2.2 Closed loop, indirect cooling experimental set-up

A schematic of the experimental setup is shown in Figure 2.  Table 1 lists the components used for which the coolant made direct contact with.  Before commencing each experiment, the test setup was rinsed with UP-H2O several times to remove any contaminants.  The system was loaded with 230 ml of UP-H2O and was allowed to equilibrate at room temperature for an hour before recording the initial electrical conductivity, which was 1.72µS/cm.  Fluid electrical conductivity was measured to an accuracy of ±1%.  After the initial measurements, the copper cooling block was placed on a hot plate operated at 80 °C.  During operation the fluid reservoir temperature was maintained at 34°C.  The change in fluid electrical conductivity was monitored for 136 hours.  The fluid from the system was collected and stored.

Similarly, closed loop test with ion exchange resin was carried out and the same cleaning procedures were employed. The initial electrical conductivity of the 230ml UP-H2O in the system measured 1.84µS/cm. An ion exchange resin cartridge (diameter = 38.1mm, height = 50.8 mm) containing 20g of Dowex mixed bed resin was installed in the fluid loop. Table 2 shows the test matrix that was used for both ion leaching and closed loop indirect cooling experiments.The change in electrical conductivity of the fluid samples when stirred with Dowex mixed bed ion exchange resin was tested. The fluid samples that were used for the testing are:

  • Water from the closed loop, indirect cooling experiment that did not use resin cartridge and
  • NaCl solution with the electrical conductivity of 11.82µS/cm.

0.1g of Dowex resin was added to 100g of fluid samples that was taken in a separate container.  The mixture was stirred and change in the electrical conductivity at the room temperature was measured every hour.

2. Results and Discussion

2.1 Long-term ion leaching experiment

The measured change in the electrical conductivity of the UP-H2O and EG-LC test fluids containing polymer or metal when immersed for 5,000 hours at 80°C is shown Figure 3.  To place in context the measurement results, the electrical conductivity of drinking water is typically less than 500µS/cm, river water between 50 to 1500µS/cm, industrial water less than 10,000µS/cm with seawater typically less than 50,000µS/cm [12].

The results indicate that metals contributed fewer ions into the fluids than plastics in both UP-H2O and EG-LC based coolants.   This could be due to a thin metal oxide layer which may act as a barrier to ion leaching and cationic diffusion.  Both UP-H2O and EG-LC fluid containing polypropylene and HDPE test samples exhibited the lowest electrical conductivity changes. Fluids containing polypropylene and HDPE exhibited the lowest electrical conductivity changes. This could be due to the short, rigid, linear chains which are less likely to contribute ions than longer branched chains with weaker intermolecular forces.  Silicone also performed well in both test fluids, as polysiloxanes are generally chemically inert due to the high bond energy of the silicon-oxygen bond which would prevent degradation of the material into the fluid.  It was observed that materials containing nitrogen groups, such as Buna-N rubber, polyurethane, and nylon had the largest electrical conductivity increases.  It would be expected that PVC would produce similar results to those of PTFE and HDPE based on the rather similar chemical structures of the materials, however there may be other impurities present in the PVC, such as plasticizers, that may affect the electrical conductivity of the fluid.  Additionally, chloride groups in PVC can also leach into the test fluid and can cause an increase in electrical conductivity.

────────────────────────────────────────

Brief A: Gather every line of the records that contains the string "mountain".
The text and the records that follow it come from unrelated sources.

Material for this exercise:
────────────────────────────────────────

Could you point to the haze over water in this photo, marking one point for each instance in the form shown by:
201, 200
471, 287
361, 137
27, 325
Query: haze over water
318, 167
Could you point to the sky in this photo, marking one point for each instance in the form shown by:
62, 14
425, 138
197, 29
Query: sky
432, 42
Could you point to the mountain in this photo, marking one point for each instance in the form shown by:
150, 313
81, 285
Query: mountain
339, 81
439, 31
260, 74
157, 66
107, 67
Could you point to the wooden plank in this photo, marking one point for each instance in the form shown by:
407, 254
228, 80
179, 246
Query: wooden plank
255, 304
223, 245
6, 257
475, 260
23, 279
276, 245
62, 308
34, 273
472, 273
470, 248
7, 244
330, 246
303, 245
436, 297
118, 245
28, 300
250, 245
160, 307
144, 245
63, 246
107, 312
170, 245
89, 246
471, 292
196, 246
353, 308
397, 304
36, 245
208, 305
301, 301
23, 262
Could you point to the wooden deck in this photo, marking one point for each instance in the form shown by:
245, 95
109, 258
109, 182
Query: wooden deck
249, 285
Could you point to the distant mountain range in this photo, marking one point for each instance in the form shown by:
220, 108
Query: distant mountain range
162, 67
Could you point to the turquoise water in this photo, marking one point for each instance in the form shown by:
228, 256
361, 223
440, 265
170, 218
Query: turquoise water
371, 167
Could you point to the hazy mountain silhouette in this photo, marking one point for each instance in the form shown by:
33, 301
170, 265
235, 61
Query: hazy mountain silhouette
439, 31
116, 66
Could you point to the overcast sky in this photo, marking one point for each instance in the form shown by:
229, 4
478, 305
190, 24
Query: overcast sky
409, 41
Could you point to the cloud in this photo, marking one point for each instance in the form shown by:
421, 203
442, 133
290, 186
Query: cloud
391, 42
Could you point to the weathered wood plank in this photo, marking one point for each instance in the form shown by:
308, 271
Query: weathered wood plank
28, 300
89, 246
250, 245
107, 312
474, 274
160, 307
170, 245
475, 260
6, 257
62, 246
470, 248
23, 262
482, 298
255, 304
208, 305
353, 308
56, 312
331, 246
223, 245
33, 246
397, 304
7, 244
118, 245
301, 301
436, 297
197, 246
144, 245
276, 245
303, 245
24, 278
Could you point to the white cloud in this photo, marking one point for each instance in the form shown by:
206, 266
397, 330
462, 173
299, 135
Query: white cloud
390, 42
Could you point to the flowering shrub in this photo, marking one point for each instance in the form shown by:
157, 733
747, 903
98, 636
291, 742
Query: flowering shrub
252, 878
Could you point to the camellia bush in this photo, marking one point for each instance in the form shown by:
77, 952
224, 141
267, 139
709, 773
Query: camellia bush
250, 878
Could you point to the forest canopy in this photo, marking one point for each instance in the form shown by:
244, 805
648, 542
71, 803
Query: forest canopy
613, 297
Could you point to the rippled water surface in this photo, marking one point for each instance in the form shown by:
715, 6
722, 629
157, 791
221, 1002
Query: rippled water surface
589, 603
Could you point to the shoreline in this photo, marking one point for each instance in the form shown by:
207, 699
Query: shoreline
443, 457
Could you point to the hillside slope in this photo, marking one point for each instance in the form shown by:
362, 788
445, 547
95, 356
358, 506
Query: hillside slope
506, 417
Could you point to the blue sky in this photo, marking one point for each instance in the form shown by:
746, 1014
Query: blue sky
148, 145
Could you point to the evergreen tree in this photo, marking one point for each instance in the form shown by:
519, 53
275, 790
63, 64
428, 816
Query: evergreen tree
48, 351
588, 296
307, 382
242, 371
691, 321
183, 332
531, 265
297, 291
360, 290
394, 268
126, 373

────────────────────────────────────────

Brief B:
Answer these questions from the selection on closed-loop cooling and ion leaching:
(i) What initial electrical conductivity was recorded for the UP-H2O in the closed-loop run without ion exchange resin?
(ii) How many grams of Dowex mixed bed resin did the ion exchange cartridge contain?
(iii) Which materials showed the largest increases in electrical conductivity in the long-term ion leaching experiment?

Solution A:
Could you point to the mountain in this photo, marking one point for each instance in the form shown by:
Query: mountain
Could you point to the distant mountain range in this photo, marking one point for each instance in the form shown by:
Query: distant mountain range
Could you point to the hazy mountain silhouette in this photo, marking one point for each instance in the form shown by:
Query: hazy mountain silhouette

Solution B:
(i) 1.72 µS/cm
(ii) 20 g
(iii) Buna-N rubber, polyurethane, and nylon